In his film about one of history's greatest conquerors -- a man who lived well before the invention of the moist towelette -- Oliver Stone sets the table in a rather modern way: with a scene of domestic violence. The child who will become Alexander the Great is in the bedchamber of his mother, Olympias, absorbing her tutelage on life, with live snakes as visual aids, when his father bursts in. Philip, the king of Macedonia, is a warrior and brute who tries to take his unwilling wife by force. But she resists, and a drunken Philip retreats when he sees his son's wide-eyed gaze upon him.

☆ ☆ ☆ ☆ ☆

**TASKS FOR THIS EXERCISE**
1. In the film review, what is the name of the future Alexander the Great's mother?
2. For each statement, say whether it agrees with the film review, and quote the words that decide it: (a) Philip is the king of Macedonia. (b) Olympias gives in to Philip. (c) Philip retreats after seeing his son watching him.
3. Copy word for word the part of the film review from "In his film" to "gaze upon him.".
Answer from the film review alone.

☆ ☆ ☆ ☆ ☆

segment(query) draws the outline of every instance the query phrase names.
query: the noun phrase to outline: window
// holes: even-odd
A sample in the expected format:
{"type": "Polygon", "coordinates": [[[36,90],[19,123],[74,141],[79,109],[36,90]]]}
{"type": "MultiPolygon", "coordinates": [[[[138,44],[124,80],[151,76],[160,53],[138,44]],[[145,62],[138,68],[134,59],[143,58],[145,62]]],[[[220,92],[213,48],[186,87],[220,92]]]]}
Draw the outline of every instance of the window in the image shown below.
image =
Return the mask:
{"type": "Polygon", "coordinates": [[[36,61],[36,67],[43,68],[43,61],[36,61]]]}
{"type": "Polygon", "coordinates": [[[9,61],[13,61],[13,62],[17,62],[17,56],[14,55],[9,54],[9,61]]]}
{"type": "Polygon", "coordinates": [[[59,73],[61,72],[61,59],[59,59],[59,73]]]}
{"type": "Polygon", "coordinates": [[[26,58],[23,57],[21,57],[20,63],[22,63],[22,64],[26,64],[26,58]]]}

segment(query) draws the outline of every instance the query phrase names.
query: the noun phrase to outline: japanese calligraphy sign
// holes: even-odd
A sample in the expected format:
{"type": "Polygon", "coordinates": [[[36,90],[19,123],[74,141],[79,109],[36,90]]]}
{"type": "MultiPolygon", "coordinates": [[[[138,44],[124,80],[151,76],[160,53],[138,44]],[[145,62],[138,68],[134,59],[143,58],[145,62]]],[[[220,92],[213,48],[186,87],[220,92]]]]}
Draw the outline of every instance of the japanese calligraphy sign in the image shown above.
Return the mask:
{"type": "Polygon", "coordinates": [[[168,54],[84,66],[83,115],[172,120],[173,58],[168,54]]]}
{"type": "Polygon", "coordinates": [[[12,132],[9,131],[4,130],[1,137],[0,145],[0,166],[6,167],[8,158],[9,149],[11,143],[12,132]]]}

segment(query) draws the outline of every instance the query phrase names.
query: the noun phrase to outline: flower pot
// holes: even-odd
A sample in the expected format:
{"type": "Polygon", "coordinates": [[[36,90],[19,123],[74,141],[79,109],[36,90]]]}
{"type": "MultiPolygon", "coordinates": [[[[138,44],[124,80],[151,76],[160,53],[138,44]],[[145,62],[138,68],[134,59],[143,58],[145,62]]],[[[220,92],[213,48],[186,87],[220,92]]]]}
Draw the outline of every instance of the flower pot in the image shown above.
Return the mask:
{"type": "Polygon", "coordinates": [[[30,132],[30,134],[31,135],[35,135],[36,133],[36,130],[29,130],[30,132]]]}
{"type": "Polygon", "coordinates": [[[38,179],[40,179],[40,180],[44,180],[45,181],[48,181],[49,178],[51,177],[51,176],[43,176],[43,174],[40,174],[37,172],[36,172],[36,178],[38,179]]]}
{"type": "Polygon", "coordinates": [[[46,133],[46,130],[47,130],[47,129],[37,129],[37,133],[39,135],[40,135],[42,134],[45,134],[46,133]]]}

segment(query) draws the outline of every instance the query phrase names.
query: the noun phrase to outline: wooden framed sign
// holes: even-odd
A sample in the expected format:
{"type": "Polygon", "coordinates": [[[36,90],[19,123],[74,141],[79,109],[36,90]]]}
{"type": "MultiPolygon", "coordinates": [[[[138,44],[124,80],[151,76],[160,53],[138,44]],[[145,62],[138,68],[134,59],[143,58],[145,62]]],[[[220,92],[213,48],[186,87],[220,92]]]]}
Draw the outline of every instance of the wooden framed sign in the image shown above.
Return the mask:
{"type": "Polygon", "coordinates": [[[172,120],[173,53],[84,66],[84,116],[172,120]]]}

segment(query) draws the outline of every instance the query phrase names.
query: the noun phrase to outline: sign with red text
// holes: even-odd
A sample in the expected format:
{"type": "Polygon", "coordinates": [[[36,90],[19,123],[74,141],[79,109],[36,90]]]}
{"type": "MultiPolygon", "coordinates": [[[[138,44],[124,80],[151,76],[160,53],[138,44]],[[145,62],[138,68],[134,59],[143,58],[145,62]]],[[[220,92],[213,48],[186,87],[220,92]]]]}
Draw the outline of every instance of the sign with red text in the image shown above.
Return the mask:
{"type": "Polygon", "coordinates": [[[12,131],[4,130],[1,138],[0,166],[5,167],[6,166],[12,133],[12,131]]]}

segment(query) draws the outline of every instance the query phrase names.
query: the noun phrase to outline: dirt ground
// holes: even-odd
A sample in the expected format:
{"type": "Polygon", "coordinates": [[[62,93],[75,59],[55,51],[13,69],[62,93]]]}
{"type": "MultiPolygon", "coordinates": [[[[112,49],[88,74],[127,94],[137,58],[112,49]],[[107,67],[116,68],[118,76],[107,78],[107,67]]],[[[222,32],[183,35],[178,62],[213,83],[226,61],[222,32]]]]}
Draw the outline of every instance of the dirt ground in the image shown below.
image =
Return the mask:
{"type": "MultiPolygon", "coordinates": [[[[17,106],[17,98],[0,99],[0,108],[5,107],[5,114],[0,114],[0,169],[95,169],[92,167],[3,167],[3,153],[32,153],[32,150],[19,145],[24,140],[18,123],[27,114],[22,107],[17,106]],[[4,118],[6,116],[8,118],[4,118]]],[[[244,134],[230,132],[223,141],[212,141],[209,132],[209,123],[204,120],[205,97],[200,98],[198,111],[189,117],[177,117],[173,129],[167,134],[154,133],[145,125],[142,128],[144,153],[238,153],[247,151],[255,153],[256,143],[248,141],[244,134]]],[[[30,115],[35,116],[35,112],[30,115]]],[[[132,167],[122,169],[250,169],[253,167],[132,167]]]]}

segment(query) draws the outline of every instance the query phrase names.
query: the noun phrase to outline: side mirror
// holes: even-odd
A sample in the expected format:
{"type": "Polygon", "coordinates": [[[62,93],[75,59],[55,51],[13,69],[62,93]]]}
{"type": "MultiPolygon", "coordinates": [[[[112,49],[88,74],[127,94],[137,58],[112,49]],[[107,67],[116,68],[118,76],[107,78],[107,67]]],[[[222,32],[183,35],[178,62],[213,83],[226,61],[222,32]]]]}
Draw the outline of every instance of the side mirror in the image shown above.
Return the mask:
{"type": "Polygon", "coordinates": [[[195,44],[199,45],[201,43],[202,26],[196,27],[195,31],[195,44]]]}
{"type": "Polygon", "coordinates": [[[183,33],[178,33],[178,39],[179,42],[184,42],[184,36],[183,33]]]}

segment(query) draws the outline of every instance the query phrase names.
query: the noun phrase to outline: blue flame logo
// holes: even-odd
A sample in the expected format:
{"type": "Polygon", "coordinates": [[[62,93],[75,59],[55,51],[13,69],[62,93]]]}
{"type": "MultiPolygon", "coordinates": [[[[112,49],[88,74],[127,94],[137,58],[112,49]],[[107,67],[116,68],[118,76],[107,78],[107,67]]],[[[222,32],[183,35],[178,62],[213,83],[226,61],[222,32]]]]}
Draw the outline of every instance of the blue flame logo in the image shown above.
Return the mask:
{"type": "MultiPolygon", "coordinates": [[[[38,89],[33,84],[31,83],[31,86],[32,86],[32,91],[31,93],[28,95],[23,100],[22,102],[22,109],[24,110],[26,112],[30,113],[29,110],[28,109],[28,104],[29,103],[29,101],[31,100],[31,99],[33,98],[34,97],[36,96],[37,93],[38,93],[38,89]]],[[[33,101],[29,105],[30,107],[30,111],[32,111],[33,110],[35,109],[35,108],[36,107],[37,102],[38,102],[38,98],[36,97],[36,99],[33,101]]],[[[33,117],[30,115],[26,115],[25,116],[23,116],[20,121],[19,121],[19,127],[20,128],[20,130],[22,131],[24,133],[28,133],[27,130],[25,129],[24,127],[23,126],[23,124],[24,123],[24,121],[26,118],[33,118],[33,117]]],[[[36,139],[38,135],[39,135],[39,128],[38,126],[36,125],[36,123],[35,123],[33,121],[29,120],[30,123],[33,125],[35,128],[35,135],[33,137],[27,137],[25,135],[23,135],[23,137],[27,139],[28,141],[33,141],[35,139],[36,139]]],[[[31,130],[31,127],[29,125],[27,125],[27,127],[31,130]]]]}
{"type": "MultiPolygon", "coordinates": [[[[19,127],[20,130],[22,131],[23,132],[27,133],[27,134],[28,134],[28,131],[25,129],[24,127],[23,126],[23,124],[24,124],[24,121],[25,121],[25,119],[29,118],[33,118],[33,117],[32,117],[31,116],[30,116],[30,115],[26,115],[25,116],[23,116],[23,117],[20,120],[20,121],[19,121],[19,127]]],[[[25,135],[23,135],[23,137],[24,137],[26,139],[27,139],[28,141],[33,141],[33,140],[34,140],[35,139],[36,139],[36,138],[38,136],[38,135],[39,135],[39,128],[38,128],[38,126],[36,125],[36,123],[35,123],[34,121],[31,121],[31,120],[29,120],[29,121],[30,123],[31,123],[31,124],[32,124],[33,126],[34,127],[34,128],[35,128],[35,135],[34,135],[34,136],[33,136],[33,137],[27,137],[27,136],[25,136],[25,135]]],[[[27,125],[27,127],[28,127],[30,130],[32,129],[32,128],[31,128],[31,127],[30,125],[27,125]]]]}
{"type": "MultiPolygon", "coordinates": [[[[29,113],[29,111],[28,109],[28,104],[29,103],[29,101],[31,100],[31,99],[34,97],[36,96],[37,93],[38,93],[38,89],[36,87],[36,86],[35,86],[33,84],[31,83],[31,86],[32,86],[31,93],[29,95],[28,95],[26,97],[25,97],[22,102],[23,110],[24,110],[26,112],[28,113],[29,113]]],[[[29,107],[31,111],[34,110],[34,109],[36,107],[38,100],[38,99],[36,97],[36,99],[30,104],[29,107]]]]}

☆ ☆ ☆ ☆ ☆

**RESPONSES PER TASK**
1. Olympias

2.
(a) Yes: "Philip, the king of Macedonia"
(b) No: "But she resists"
(c) Yes: "a drunken Philip retreats when he sees his son's wide-eyed gaze upon him"

3.
In his film about one of history's greatest conquerors -- a man who lived well before the invention of the moist towelette -- Oliver Stone sets the table in a rather modern way: with a scene of domestic violence. The child who will become Alexander the Great is in the bedchamber of his mother, Olympias, absorbing her tutelage on life, with live snakes as visual aids, when his father bursts in. Philip, the king of Macedonia, is a warrior and brute who tries to take his unwilling wife by force. But she resists, and a drunken Philip retreats when he sees his son's wide-eyed gaze upon him.